# Action item
Word for word, restate the lines that run from the line containing "arched belfry window." to the last line of the records below.

# Given information
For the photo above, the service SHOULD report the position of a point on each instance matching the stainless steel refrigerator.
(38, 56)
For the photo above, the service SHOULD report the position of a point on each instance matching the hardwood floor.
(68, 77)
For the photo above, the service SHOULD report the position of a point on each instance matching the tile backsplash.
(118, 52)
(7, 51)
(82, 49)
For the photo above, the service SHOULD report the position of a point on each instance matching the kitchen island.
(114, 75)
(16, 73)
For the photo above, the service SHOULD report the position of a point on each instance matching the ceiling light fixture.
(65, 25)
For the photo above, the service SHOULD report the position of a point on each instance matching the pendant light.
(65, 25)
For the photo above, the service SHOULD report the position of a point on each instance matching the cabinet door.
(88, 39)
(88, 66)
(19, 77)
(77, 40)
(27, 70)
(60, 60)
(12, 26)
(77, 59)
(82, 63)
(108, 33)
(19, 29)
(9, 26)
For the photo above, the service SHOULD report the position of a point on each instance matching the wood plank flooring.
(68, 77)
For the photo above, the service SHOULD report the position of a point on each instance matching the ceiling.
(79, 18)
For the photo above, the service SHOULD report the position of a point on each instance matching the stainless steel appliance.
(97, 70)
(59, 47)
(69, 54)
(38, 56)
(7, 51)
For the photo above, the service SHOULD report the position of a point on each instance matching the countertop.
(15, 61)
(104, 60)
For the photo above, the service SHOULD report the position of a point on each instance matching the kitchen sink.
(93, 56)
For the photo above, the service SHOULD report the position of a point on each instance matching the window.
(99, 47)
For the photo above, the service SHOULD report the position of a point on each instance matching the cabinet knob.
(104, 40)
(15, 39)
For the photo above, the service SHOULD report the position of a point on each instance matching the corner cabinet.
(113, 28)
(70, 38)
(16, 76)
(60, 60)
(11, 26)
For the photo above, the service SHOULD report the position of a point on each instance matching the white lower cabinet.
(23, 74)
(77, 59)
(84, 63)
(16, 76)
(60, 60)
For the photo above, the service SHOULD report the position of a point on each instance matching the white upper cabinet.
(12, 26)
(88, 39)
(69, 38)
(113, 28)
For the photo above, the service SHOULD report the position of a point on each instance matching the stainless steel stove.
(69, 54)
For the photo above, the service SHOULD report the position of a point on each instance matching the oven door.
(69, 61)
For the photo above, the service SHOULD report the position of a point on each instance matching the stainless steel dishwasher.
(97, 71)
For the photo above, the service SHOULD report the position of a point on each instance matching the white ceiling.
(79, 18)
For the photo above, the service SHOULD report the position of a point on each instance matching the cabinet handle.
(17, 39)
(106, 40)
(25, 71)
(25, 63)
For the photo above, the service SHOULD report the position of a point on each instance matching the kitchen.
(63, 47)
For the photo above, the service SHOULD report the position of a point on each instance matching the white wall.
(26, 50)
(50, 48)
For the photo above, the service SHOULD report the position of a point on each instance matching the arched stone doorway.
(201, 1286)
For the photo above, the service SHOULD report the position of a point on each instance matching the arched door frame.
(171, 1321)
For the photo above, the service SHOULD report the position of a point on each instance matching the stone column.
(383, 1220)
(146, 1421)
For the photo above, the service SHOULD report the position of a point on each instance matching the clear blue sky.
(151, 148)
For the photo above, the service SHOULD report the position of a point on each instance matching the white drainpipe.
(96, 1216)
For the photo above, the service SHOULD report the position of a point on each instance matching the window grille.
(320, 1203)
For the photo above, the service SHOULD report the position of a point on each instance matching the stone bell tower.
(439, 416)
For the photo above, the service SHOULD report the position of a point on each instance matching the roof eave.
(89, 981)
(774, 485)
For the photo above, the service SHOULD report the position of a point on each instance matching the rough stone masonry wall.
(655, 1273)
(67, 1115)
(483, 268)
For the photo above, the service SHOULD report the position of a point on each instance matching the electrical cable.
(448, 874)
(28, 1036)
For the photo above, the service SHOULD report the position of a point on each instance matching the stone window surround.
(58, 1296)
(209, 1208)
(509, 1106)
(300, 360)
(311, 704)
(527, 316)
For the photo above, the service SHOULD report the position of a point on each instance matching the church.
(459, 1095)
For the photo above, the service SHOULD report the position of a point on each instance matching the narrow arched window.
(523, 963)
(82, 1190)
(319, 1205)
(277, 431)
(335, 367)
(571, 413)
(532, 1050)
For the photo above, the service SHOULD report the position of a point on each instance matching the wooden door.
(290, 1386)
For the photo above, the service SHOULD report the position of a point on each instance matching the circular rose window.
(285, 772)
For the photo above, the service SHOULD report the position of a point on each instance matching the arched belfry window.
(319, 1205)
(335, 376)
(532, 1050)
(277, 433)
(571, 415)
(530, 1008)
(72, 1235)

# Exercise response
For the photo above, the service SHOULD report the position of a point on each instance matching the arched belfry window.
(319, 1205)
(335, 376)
(532, 1050)
(277, 433)
(571, 415)
(530, 1008)
(72, 1235)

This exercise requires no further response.